----- Exercise data -----

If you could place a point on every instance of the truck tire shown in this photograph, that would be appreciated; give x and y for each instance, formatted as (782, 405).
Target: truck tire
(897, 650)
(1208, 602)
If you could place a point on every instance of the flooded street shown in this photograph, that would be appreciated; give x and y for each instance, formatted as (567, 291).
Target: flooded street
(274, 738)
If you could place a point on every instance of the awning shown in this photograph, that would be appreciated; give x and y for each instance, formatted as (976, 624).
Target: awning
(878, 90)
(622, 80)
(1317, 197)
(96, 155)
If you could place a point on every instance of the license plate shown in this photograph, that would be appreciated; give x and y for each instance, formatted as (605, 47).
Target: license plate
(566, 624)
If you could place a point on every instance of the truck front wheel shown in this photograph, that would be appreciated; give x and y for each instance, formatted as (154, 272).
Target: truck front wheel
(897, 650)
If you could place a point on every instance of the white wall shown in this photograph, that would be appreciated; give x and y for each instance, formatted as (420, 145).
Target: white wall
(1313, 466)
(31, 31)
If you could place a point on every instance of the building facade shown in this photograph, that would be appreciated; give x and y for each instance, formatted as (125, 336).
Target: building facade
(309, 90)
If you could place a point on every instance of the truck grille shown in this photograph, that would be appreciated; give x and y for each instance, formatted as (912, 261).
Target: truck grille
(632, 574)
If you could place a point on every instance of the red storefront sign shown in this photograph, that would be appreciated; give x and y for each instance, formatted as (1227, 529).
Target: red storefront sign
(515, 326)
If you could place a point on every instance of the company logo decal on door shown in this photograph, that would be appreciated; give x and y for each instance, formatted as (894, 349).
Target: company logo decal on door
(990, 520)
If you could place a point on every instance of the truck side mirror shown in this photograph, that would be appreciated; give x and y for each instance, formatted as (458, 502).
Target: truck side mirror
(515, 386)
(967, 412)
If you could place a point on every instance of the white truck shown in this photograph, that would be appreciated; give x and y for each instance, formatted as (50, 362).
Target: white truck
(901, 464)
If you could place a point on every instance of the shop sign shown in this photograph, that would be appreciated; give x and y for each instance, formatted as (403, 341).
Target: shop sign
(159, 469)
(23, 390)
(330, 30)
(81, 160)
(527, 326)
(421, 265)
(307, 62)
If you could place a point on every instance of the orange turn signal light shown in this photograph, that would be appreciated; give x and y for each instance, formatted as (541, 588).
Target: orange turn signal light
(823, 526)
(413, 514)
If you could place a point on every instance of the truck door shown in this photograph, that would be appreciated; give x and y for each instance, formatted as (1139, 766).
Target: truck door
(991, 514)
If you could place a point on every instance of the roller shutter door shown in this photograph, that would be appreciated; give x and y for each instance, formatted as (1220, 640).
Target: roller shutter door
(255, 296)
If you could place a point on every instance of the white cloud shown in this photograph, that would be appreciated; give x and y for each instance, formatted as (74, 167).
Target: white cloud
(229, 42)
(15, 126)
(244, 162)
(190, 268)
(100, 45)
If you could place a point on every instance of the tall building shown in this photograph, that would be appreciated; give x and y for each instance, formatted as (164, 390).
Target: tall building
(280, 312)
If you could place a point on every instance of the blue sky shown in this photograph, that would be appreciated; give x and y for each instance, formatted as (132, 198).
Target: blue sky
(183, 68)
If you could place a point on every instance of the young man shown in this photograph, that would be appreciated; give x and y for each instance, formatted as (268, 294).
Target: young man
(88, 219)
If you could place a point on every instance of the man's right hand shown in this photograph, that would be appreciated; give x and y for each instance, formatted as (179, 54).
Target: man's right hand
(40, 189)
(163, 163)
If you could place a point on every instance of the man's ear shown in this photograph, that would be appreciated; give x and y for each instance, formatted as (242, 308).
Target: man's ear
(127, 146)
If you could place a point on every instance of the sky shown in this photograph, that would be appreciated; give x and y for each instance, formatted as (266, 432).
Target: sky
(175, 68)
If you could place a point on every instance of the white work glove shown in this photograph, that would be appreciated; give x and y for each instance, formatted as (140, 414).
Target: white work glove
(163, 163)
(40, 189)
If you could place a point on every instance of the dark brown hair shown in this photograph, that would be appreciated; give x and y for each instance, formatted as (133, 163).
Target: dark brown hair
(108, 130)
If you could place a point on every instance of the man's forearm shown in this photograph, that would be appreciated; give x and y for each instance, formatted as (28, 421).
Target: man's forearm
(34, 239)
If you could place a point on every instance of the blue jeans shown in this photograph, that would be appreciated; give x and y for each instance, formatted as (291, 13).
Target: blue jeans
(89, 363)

-----

- Problem description: Here the job is to restate all of the data word for word.

- Solution:
If you could place a point on every instance of the truck tire shown in this photograph, that would be appreciated; give x and y for each instance, formatted as (782, 405).
Target: truck tire
(897, 650)
(1208, 602)
If you could place a point on every instance of the flooded street shown in this photograph, that would be appreciated; give x and y for each instance, formatted as (567, 291).
Target: flooded street
(274, 738)
If you could place a point on every instance of the awning shown in this photograph, that would be appreciated; give x and y for each instance, formatted as (976, 624).
Target: awning
(878, 90)
(622, 80)
(1317, 197)
(96, 155)
If you could place a point on every instance of the license plate shown in this photograph, that would be appreciated; give x and y for each instance, formatted as (605, 47).
Target: license plate
(566, 624)
If you could place a point on every instance of the truck front wheel shown in this photograph, that would be appreciated; give x and y for each instance, formatted as (154, 272).
Target: truck front wheel
(897, 650)
If you could place a point on every instance of the white wall shown in this photograph, that would be appreciated; give x and y for each instance, formatted as (420, 145).
Target: white wall
(1313, 466)
(31, 31)
If you could place a point on every instance of the building facade shown in this photograph, that would be appreciated; give x and y for each instance, formatted as (125, 336).
Target: building facade
(309, 90)
If you could place a point on every instance of the truck grille shown in this photograph, that would be appreciated; give x and y for each instance, formatted as (912, 261).
Target: truck grille
(632, 574)
If you could place a point on every instance of the red storefront sign shown in this photograph, that would be appreciated; give x and y for each instance, formatted as (1227, 529).
Target: red storefront sign
(515, 326)
If you could place a point on every instance of the company logo decal on door shown in this photograph, that would be appreciated; give x and y for each instance, formatted as (894, 349).
Target: company logo decal on door
(990, 520)
If you could place a point on every instance of the truck side mirror shown in this photograph, that would be appreciated; give x and y for each instance, formatted as (458, 502).
Target: truck side mirror
(515, 386)
(967, 412)
If you could place a point on every instance of the white truck shown in this photograph, that would be appreciated; give x and y for each instance, formatted as (50, 362).
Target: white truck
(901, 464)
If you could place a point on every instance of the shop sign shown in this photograph, that would be appreciated; give x and y for each instance, formatted as (403, 341).
Target: shop sign
(159, 469)
(23, 390)
(330, 30)
(81, 160)
(527, 326)
(421, 265)
(307, 62)
If you could place a point on every instance of the orange turn signal light shown in this photograph, that would be appreciated; give x and y for each instance, formatted as (541, 588).
Target: orange turn signal light
(823, 526)
(413, 514)
If you could place a point on every instance of the truck door shown in this photograph, that would be appreciated; give x and y for each instance, formatted as (1139, 766).
Target: truck door
(991, 514)
If you could place a point on every instance of the roller shutter door shown in this photograph, that would be appreciated; give x and y for each instance, formatted as (1220, 640).
Target: roller shutter door
(255, 296)
If you could place a point on every instance of the white cloud shown in this photograph, that would be appreciated; give x and y for each instance, formatted as (74, 167).
Target: white cloud
(229, 42)
(15, 126)
(244, 162)
(190, 268)
(100, 45)
If you could place a point on every instance of the tall building shown in this photograph, that would be appreciated; give x and y for each instance, formatted as (164, 390).
Target: tall building
(280, 312)
If you could place a point on every instance of the blue sky shown in this photograph, that would be appreciated; give x and y for each instance, formatted as (132, 198).
Target: blue sky
(183, 68)
If you could place a point on every instance of the young man shown in this photograph, that would be appreciated; give x and y for each instance, formatted as (268, 294).
Target: young man
(88, 219)
If you could place a point on every instance of the man's right hand shown in this photograph, that would be appreciated; give x and y for each instance, formatted as (179, 54).
Target: man's right hand
(40, 189)
(163, 163)
If you could place a point on every instance of the man's ear shown in this photograph, that would be appreciated; give x and y for each instance, formatted as (242, 308).
Target: man's ear
(127, 146)
If you could place a point on every instance of the sky shown in this photograph, that would be appreciated; give x and y for each instance, formatted as (266, 432).
Target: sky
(175, 68)
If you could place a point on every instance of the white work glove shown in this photograph, that would be appreciated; give x and y for each instance, formatted as (140, 414).
Target: white work glove
(163, 163)
(40, 189)
If you could place a point on every instance of the dark brown hair shown in this photograph, that would be appreciated; give x and y for each instance, formatted as (133, 163).
Target: dark brown hair
(108, 130)
If you could place a point on every instance of the man's forearm shown in this photograph, that would be appreciated; give x and y for each instance, formatted as (28, 421).
Target: man's forearm
(34, 239)
If you could place a point on every instance of the blue jeans shown in this photograph, that would be appreciated; give x and y for each instance, formatted as (291, 13).
Target: blue jeans
(89, 363)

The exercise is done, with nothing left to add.